── Data provided
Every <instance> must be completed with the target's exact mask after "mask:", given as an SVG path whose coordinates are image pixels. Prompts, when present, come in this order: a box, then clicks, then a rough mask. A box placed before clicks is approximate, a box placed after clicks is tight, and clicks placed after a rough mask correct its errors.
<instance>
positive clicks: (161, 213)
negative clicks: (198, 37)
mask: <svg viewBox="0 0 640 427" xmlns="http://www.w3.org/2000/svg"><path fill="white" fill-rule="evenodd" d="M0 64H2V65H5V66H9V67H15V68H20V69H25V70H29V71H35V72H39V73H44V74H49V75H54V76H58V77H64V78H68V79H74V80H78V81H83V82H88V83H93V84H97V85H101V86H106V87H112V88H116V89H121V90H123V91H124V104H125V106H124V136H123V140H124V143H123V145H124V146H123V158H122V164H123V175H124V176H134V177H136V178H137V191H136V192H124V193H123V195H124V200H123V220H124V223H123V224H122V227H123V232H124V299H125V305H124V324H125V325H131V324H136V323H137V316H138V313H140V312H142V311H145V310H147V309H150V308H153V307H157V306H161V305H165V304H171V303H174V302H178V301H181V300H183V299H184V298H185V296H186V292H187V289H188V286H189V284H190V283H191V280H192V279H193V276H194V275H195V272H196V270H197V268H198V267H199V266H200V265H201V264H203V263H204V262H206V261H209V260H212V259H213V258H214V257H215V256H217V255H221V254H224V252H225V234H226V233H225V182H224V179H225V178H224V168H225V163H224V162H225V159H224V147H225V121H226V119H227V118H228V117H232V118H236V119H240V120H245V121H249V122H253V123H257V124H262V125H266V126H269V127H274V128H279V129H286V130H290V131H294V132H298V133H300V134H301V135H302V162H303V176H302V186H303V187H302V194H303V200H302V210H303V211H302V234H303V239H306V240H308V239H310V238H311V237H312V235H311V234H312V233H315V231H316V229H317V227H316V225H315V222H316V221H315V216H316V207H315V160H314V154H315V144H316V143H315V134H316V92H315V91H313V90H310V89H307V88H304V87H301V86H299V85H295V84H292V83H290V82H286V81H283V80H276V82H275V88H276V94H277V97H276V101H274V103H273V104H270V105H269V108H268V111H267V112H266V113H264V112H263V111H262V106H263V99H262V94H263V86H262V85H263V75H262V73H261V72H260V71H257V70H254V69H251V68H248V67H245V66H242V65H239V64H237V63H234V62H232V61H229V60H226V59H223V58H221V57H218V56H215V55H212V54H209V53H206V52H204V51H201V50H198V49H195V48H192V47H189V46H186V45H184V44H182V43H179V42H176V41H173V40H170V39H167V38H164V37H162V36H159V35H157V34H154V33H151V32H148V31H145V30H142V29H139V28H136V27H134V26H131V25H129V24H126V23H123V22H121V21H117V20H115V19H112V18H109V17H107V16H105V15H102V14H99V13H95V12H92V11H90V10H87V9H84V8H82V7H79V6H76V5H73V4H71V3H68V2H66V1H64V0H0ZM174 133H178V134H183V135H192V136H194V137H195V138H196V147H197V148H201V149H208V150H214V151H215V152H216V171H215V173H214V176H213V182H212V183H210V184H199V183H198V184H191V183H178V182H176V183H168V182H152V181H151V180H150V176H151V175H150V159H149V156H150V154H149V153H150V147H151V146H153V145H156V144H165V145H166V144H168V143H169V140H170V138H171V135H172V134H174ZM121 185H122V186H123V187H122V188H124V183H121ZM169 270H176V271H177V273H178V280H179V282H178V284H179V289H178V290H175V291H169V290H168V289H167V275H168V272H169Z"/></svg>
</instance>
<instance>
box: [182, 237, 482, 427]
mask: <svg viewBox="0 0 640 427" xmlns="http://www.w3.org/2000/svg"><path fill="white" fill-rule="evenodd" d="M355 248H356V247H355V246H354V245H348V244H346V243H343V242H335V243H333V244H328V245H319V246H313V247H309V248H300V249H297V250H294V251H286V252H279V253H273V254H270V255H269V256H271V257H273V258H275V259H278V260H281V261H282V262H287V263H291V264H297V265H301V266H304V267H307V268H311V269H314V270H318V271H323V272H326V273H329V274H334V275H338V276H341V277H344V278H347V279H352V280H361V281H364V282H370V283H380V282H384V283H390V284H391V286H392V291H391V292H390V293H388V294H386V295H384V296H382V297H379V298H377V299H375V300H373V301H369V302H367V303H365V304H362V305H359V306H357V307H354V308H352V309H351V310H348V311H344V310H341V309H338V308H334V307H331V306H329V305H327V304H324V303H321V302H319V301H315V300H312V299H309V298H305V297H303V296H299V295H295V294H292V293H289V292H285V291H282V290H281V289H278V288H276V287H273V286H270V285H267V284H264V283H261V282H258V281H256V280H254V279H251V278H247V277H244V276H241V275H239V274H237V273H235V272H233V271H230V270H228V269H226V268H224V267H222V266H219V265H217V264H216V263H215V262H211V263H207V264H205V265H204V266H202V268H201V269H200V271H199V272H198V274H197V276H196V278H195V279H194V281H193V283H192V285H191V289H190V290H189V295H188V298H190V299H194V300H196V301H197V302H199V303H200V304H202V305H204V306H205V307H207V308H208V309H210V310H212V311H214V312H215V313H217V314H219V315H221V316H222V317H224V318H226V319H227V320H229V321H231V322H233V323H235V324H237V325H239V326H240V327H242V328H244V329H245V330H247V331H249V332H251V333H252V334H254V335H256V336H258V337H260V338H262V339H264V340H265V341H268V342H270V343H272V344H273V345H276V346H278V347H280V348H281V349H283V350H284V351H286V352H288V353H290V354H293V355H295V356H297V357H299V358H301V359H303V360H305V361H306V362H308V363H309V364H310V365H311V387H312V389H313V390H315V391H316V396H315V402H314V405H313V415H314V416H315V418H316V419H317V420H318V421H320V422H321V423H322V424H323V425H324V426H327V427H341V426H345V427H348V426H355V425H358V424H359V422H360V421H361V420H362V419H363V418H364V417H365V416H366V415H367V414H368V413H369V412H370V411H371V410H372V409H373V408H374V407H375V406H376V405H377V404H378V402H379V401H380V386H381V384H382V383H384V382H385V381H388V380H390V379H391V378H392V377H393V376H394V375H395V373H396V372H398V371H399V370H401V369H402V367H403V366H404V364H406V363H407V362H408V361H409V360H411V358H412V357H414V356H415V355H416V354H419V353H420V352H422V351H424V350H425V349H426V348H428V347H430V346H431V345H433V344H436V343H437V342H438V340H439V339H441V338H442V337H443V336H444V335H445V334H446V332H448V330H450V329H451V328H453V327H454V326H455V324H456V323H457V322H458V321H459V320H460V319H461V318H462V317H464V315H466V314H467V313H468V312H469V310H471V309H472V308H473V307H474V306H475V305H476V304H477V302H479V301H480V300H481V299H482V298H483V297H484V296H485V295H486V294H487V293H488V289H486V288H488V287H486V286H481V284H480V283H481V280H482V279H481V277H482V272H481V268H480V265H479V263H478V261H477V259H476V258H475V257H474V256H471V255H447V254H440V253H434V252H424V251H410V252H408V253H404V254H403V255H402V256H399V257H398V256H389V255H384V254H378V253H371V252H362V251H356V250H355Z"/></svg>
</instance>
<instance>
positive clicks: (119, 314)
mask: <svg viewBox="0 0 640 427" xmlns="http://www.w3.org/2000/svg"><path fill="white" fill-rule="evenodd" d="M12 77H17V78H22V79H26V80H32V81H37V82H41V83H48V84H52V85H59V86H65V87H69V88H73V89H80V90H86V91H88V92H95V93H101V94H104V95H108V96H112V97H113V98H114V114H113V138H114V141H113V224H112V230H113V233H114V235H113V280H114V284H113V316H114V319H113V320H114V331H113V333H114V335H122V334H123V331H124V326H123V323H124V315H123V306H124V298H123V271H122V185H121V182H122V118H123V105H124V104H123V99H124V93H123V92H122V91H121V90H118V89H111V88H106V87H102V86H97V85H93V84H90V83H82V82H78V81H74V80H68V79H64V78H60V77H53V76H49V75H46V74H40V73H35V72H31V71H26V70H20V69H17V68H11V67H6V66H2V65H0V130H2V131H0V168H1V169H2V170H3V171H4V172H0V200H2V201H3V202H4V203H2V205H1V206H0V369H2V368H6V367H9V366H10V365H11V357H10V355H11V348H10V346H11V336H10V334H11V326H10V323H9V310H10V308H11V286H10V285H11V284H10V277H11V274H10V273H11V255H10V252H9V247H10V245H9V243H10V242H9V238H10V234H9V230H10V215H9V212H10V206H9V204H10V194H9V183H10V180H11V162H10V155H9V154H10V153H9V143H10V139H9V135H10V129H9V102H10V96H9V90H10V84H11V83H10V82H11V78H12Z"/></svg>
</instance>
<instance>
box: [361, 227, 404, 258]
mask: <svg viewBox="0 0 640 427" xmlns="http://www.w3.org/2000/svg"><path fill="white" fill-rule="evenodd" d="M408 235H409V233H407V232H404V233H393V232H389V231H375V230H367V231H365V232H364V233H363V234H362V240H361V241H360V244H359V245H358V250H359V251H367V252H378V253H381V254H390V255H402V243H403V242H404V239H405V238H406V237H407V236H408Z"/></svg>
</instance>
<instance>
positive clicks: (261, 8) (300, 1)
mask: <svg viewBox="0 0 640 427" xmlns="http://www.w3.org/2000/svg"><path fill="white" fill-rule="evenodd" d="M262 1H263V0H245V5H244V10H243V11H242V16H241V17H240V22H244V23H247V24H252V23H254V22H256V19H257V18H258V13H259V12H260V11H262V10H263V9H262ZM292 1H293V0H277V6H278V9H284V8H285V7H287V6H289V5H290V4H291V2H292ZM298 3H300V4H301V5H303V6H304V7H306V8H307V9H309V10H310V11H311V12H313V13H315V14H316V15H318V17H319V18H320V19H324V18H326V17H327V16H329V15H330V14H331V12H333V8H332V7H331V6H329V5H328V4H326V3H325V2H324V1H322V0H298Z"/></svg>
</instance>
────
- Description of the task -
Go through the records above and copy every line with the word "clicks".

- Written reply -
Every <instance> must be completed with the target's exact mask after "mask:", given as an SVG path whose coordinates are image pixels. Prompts, when present, come in this order: a box, then clicks, then a rough mask. A box placed before clicks is approximate, a box placed after clicks is tight, and clicks placed after a rough mask correct its errors.
positive clicks: (161, 213)
negative clicks: (198, 37)
positive clicks: (119, 314)
positive clicks: (261, 8) (300, 1)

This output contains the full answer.